Which lines in the data below contain the string "water"? Return each of them in full, treating case as significant.

[MATERIAL SUPPLIED]:

------------------------

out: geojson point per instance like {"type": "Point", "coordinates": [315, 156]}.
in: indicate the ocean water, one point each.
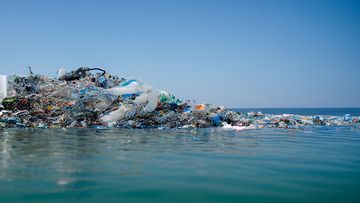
{"type": "Point", "coordinates": [320, 164]}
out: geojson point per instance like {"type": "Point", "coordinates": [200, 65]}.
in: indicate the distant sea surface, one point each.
{"type": "Point", "coordinates": [319, 164]}
{"type": "Point", "coordinates": [305, 111]}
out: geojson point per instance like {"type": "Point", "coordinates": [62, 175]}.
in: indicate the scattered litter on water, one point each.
{"type": "Point", "coordinates": [93, 98]}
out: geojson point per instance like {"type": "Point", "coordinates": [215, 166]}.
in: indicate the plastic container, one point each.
{"type": "Point", "coordinates": [3, 87]}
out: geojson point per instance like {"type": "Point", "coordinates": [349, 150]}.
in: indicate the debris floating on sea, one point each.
{"type": "Point", "coordinates": [92, 98]}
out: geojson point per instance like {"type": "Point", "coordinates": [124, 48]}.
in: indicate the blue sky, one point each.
{"type": "Point", "coordinates": [232, 53]}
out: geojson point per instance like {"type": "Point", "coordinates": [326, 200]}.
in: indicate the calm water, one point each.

------------------------

[OUTPUT FOR THIS TASK]:
in: indicate the ocean water, one point each.
in: indicate the scattered litter on water, one point each.
in: indicate the calm water, one point each.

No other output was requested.